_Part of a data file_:
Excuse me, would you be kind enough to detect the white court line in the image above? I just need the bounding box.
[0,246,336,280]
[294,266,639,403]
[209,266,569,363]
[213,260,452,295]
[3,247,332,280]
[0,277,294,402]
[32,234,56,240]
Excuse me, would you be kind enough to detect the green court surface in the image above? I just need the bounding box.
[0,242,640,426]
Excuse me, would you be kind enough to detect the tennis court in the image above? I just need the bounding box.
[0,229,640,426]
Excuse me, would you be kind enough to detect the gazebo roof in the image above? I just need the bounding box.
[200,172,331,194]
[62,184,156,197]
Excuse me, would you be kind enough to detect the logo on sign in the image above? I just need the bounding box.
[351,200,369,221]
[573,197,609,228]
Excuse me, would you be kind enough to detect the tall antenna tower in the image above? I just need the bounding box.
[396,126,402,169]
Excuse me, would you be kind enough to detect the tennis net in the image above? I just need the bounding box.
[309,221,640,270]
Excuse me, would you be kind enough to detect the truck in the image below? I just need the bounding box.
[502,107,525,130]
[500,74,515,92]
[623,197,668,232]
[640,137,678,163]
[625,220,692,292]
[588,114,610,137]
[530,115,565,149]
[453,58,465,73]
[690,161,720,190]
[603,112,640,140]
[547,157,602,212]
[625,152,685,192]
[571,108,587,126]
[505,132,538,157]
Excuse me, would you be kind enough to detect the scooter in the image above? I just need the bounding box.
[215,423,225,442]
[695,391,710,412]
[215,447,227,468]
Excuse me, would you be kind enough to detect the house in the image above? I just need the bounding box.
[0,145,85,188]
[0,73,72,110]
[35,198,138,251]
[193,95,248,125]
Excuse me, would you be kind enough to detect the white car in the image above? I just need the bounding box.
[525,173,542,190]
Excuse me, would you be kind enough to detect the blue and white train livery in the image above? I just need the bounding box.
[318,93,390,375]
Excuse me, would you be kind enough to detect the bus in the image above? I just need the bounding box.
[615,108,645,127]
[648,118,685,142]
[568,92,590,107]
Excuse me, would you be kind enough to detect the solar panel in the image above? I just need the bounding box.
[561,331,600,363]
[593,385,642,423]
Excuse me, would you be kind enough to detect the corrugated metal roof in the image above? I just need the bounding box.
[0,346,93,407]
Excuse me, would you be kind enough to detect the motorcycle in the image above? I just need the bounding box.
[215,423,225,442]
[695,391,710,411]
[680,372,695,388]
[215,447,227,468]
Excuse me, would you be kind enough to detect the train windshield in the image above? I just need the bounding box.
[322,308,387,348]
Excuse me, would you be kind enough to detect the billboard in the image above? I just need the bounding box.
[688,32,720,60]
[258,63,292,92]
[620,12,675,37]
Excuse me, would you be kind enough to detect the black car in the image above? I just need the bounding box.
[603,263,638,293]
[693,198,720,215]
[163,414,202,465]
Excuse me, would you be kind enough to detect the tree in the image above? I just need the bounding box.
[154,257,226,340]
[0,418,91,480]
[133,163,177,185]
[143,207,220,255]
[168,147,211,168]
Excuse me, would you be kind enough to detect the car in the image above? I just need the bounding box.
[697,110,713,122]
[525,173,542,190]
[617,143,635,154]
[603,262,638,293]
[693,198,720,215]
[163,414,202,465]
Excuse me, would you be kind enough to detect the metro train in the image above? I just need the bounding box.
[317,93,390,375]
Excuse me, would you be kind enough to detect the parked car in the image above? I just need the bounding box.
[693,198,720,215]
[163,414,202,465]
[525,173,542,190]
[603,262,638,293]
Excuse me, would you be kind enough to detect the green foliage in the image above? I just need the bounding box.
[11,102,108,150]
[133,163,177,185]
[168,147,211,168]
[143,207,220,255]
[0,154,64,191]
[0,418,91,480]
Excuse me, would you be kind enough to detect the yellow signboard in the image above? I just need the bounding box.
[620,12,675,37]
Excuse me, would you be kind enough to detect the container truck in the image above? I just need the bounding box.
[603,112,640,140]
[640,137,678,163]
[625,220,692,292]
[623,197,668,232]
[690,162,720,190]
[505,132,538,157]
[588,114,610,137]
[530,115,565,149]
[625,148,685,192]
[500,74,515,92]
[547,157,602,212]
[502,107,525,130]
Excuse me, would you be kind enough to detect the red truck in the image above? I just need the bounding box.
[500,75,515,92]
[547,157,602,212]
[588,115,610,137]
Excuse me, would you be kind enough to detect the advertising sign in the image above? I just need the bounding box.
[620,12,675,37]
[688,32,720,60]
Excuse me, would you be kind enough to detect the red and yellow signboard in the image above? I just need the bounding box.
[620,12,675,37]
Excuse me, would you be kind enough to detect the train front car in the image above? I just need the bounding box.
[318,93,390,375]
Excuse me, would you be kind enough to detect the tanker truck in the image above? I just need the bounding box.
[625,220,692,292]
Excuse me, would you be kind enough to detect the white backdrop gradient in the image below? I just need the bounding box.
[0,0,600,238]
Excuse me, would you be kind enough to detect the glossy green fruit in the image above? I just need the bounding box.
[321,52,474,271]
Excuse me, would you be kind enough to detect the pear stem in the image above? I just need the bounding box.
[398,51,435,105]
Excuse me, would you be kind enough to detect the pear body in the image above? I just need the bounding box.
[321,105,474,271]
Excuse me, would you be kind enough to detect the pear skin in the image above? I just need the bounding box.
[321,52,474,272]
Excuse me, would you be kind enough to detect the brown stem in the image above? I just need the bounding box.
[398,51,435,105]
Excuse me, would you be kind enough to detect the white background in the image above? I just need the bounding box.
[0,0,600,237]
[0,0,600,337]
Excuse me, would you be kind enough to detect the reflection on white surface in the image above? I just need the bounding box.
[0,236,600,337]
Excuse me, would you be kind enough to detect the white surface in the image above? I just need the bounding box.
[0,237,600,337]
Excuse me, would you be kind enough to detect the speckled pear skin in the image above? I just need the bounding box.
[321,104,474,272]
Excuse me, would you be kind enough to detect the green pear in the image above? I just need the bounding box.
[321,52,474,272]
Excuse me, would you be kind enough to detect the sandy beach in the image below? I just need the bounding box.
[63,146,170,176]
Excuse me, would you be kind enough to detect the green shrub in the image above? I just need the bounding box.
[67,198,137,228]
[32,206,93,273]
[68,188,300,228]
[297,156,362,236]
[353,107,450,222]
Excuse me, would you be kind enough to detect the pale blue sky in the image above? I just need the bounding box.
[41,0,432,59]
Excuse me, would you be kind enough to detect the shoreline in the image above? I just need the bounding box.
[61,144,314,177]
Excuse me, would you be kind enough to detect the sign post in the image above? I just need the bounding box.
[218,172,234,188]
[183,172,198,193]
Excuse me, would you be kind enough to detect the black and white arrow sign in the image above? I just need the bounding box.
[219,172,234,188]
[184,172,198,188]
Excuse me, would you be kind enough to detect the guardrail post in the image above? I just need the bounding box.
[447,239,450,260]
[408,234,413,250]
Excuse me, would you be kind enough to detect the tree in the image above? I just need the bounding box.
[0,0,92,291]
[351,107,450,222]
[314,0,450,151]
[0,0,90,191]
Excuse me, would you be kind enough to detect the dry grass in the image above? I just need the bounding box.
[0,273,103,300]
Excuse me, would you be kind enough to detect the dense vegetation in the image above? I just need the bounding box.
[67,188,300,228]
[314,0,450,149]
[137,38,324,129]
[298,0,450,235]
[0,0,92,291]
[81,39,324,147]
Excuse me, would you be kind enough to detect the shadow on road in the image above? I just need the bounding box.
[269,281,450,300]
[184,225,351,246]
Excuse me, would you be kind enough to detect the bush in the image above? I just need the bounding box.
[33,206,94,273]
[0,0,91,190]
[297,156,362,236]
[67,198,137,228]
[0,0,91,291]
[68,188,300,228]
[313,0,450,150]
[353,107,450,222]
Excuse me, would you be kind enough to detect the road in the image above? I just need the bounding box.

_Brief_:
Rewrite every line of the records from the line with "the red and" to the line with "[321,104,474,272]", both included. Keep all wording unchanged, and scale each bounding-box coordinate by 1.7, rounding to whole numbers with halves rounded up.

_Written solution_:
Excuse me, would you be kind enough to detect the red and yellow signboard in the image above? I just need the bounding box.
[1054,20,1148,63]
Excuse me, would you be kind enough to detect the train front car in the image above? I just need the bounding box.
[541,158,663,638]
Excuse me, would you be kind enough to detect the tanker truck in the image above? I just need the bounding box.
[1063,374,1176,496]
Excuse me, would you be kind enough to detect the white backdrop gradient in the image below? I just need the bounding box.
[0,0,1020,405]
Excuse me, would you be kind enough to detect the glossy green fruit in the image above? I just need the bounding box.
[546,88,806,461]
Excuse me, would you be kind enough to detect the pear stem in the image above? I just need the bounding box.
[677,87,740,179]
Excuse me, would you be kind enough to detect the pear body in the image above? I just need the bounding box.
[546,179,806,461]
Excuse me, would you be kind enough to detect the pear skin in the image above? I just need the bounding box.
[546,88,806,462]
Excuse me, would you be kind enough to detect the brown stem in the image above? I just need the bounding box.
[677,87,740,179]
Excuse me, would you be kind enough to detect the white background in the image above? I just need the bounding box.
[0,0,1020,403]
[0,0,1020,573]
Excuse me, would you be kind enough to detect the reflection on white surface in the image above? I just need the bounding box.
[0,401,1020,573]
Excuse me, would you be kind enough to detect the white surface in the image above? I just need the bounding box.
[0,403,1020,573]
Excuse me, would you be kind enough to detect the speckled pear skin in the image above? I just need the bounding box.
[546,177,806,462]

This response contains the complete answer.